(Beginning of Supplied text)
For silver jubilarian, priesthood ‘more than I hoped for’

Father Anthony Morris

Father Morris cites ‘very powerful confession’ in pursing vocation

 

The adage says that if you love something, let it go, and if it comes back to you, it’s yours forever. The beginning of Father Anthony Morris’ vocation was a unique realization of that.

Father Morris spent two years in the seminary after graduating from high school before he left to pursue other ventures. He joined the Army, worked at a restaurant, took a job renovating houses. He was even engaged to be married.

He will celebrate 25 years of priesthood on May 7.

“I come from a very strong Catholic family, but I pulled away from the Church as a young adult,” said the priest.

Then, in June 1986, Father Morris, the second youngest of eight children, lost an older brother. At that time, Father Morris had been away from the Church for seven or eight years.

“His death shook me up, and I went back to church. He was only 29 when he died. I was 25 at the time, and it shook me up, got me back to church, got me back to praying,” the priest said.

He made a “very powerful” confession at St. Pius X, Norfolk; that was “key for me going back to seminary,” said Father Morris. It had been around five years since he had received the sacrament.
(End of Supplied text)
(Beginning of Supplied data)
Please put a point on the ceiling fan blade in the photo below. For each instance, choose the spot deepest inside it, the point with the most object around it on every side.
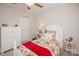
(End of Supplied data)
### Questions to answer:
• a. In the article about Father Anthony Morris, what brought him back to church after years away? Explain in one to three sentences.
• b. Transcribe the Father Morris article word for word, starting at "For silver jubilarian, priesthood" and ending after "priesthood on May 7.".
• c. Pick up the article on Father Morris's vocation after its final sentence and carry it forward.

### Answers to the exercise:
• a. The death of his older brother in June 1986 brought him back. His brother was only 29, and Father Morris says the loss shook him up and got him back to church and to praying.

• b.
For silver jubilarian, priesthood ‘more than I hoped for’

Father Anthony Morris

Father Morris cites ‘very powerful confession’ in pursing vocation

 

The adage says that if you love something, let it go, and if it comes back to you, it’s yours forever. The beginning of Father Anthony Morris’ vocation was a unique realization of that.

Father Morris spent two years in the seminary after graduating from high school before he left to pursue other ventures. He joined the Army, worked at a restaurant, took a job renovating houses. He was even engaged to be married.

He will celebrate 25 years of priesthood on May 7.

• c.
“He (the confessor) was incredibly loving, this big barrel of a man. I remember I was trying not to cry because I was embarrassed. He sat down and listened to me and said, ‘I can tell you this, Tony. One, you’re being harder on yourself than God is. Two, if I was a betting man, I’d bet within 10 years you’ll be a priest.’ And six years later I was ordained,” Father Morris said.

In 1992, he was ordained a Redemptorist priest, a religious order he first encountered and for whom he “developed a great love” while growing up in Virginia Beach. He served with them as a pastor for 11 years, first at St. Joseph, Hampton, then at St. Mary Star of the Sea, Fort Monroe.

During his last year at St. Mary, Father Morris was diagnosed with Stage 1 cancer and took a leave of absence to recover. When he felt well enough to help out on the weekends, he began going to diocesan parishes in the Tidewater area.

“I had more time to see my spiritual direction and found myself being pulled more and more toward the type of spiritual mission that a diocesan priest did,” he said. “I will always have a love for the Redemptorists, but I felt like I spiritually moved past that to want to be a diocesan priest, to be more anchored in one area.”

Father Morris greatly enjoyed his studies for the priesthood. He even commuted from Hampton to Richmond while he worked toward his master’s degree in social work, graduating from VCU in 2001.

“I wanted to use it for the counseling skills. It helped me be able to understand where people are at in different moments, being able to say the right words when they’re broken about something,” he explained.

In 2015, Father Morris became pastor of the Cluster Parishes of Portsmouth and Chesapeake, which includes Church of the Resurrection, St. Paul and Church of the Holy Angels in Portsmouth and St. Mary, Chesapeake.

He was incardinated into the Diocese of Richmond in 2017.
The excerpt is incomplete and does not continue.